Acıbadem Bakırköy Hastanesi Dermatoloji Uzmanı Dr. Belma Bayraktar “Canlıların yaşamını sürdürebilmesi için çok gerekli olan güneş ışınlarının birçok faydalı ve zararlı etkileri vardır. Güneş önemli bir D vitamini kaynağı olmasının yanında ruhsal açıdan rahatlatıcı, ayrıca bazı deri hastalıklarını tedavi edici özelliğe de sahiptir. Ancak toplumda göz ardı edilen bazı zararlı etkileri, onarılamayan hasarlar meydana getirebilir. Erken cilt yaşlanması, lekelenmeler, kılcal damar genişlemeleri, cilt kanseri gelişimi, katarakt oluşumu bunlardan en bilinenleridir. Bu nedenle güneşin zararlı etkilerinden hasar almadan nasıl korunacağımızı öğrenmeli, doğru bilinen yanlışları gözden geçirmeliyiz.” diyor.

• _Verilen Bilgiler_
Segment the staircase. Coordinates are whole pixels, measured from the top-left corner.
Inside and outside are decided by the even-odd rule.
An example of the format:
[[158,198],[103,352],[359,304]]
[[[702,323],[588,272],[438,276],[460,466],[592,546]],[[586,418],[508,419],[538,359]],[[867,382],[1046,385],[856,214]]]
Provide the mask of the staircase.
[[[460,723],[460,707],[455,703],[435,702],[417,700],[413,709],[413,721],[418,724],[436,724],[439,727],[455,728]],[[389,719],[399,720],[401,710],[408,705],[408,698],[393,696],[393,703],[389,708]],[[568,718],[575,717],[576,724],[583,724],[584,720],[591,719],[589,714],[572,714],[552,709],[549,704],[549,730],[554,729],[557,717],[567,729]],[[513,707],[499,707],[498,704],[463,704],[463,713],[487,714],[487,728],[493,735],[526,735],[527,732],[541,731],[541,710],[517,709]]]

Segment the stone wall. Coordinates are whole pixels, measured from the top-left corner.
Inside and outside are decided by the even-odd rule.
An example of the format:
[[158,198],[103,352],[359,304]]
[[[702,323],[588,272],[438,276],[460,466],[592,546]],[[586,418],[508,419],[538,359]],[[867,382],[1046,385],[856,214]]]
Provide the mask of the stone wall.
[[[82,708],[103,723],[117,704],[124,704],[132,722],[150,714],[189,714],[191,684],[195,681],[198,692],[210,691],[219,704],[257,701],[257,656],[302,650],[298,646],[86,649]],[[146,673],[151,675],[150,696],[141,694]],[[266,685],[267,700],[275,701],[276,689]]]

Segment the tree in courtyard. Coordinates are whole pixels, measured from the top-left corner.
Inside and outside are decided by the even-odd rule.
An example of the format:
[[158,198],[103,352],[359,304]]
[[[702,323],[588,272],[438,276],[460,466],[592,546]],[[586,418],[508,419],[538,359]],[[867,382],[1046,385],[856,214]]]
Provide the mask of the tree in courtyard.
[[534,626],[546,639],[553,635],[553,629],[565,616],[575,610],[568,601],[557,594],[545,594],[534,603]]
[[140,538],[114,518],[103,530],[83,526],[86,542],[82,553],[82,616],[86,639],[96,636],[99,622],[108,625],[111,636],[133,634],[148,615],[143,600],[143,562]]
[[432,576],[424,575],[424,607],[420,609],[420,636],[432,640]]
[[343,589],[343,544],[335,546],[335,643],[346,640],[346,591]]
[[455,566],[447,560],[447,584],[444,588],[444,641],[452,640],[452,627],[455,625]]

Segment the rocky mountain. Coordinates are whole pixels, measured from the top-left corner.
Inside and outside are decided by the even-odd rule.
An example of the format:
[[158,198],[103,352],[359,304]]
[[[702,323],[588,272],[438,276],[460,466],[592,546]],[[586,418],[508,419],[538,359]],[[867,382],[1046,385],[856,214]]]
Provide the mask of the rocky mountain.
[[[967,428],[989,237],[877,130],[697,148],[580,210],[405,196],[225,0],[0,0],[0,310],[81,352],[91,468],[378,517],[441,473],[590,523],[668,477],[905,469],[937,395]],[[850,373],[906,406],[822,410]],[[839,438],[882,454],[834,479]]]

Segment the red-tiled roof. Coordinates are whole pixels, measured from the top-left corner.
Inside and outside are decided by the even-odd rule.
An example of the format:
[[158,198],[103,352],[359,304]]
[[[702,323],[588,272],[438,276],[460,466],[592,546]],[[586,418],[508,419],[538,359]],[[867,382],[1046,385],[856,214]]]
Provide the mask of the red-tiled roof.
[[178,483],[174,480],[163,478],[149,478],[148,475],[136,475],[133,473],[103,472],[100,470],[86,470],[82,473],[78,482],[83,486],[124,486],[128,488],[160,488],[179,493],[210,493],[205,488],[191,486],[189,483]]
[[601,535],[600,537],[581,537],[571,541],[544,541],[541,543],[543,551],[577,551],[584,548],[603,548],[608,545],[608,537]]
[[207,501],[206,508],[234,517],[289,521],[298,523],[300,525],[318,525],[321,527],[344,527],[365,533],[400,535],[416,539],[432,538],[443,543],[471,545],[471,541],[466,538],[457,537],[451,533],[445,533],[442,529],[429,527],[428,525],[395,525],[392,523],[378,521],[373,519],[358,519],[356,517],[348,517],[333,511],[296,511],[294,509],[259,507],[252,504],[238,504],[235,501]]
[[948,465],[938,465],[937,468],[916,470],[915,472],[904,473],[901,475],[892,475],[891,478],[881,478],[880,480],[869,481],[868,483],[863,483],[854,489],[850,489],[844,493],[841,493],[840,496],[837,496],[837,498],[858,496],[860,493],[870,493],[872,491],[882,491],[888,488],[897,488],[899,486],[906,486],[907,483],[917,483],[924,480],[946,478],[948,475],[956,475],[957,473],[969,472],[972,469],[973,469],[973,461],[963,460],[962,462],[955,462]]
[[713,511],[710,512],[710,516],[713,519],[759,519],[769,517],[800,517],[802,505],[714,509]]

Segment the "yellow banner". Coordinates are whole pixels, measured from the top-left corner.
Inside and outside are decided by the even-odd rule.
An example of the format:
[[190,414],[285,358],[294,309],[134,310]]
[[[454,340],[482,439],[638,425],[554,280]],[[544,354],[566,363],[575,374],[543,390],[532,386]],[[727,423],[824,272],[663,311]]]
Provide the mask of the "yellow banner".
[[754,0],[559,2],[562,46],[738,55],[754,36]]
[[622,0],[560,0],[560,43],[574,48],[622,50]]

• _Yapılacak Çalışmalar_
1. Güneş ışınlarıyla ilgili metne göre, güneşin zararlı etkilerinden en bilinenleri hangileridir?
2. Güneş ışınlarının etkilerini anlatan metni iki cümleyle özetleyin.
3. Güneş ışınlarının faydalı ve zararlı etkilerini anlatan metni kaldığı yerden sürdürün.
Kayıtlar, metinle hiçbir şekilde ilgili değildir.

• _Görev Yanıtları_
1. Erken cilt yaşlanması, lekelenmeler, kılcal damar genişlemeleri, cilt kanseri gelişimi ve katarakt oluşumu.

2. Dermatoloji Uzmanı Dr. Belma Bayraktar'a göre güneş ışınları D vitamini sağlama, ruhsal açıdan rahatlatma ve bazı deri hastalıklarını tedavi etme gibi faydalara sahiptir. Ancak erken cilt yaşlanması, lekelenme, kılcal damar genişlemesi, cilt kanseri ve katarakt gibi onarılamayan hasarlara da yol açabildiği için güneşten korunmayı öğrenmeli ve doğru bilinen yanlışları gözden geçirmeliyiz.

3.
Toplumda güneşlenme hakkında doğru bilinen 5 yanlış!
DOĞRUSU: Dermatoloji Uzmanı Dr. Belma Bayraktar “Bronzlaşma cihazları dışarıda maruz kaldığımız UV radyasyonundan çok daha fazla zararlıdır. Normal güneş ışığından 2-4 kat fazla UV radyasyonu yayarlar. Bu da deride daha derine işleyerek daha fazla DNA hasarı ve daha yüksek deri kanseri riski demektir. Bronzlaşma cihazı ile elde edilen hafif bronzluk sadece SPF 3-4 kadar bir koruma sağlar. Bu da bizim önerdiğimiz minimum SPF 30 değerinin oldukça altındadır. Ayrıca ister güneşle olsun ister solaryumla hiçbir şekilde bronzlaşmayı önermiyoruz.” diyor.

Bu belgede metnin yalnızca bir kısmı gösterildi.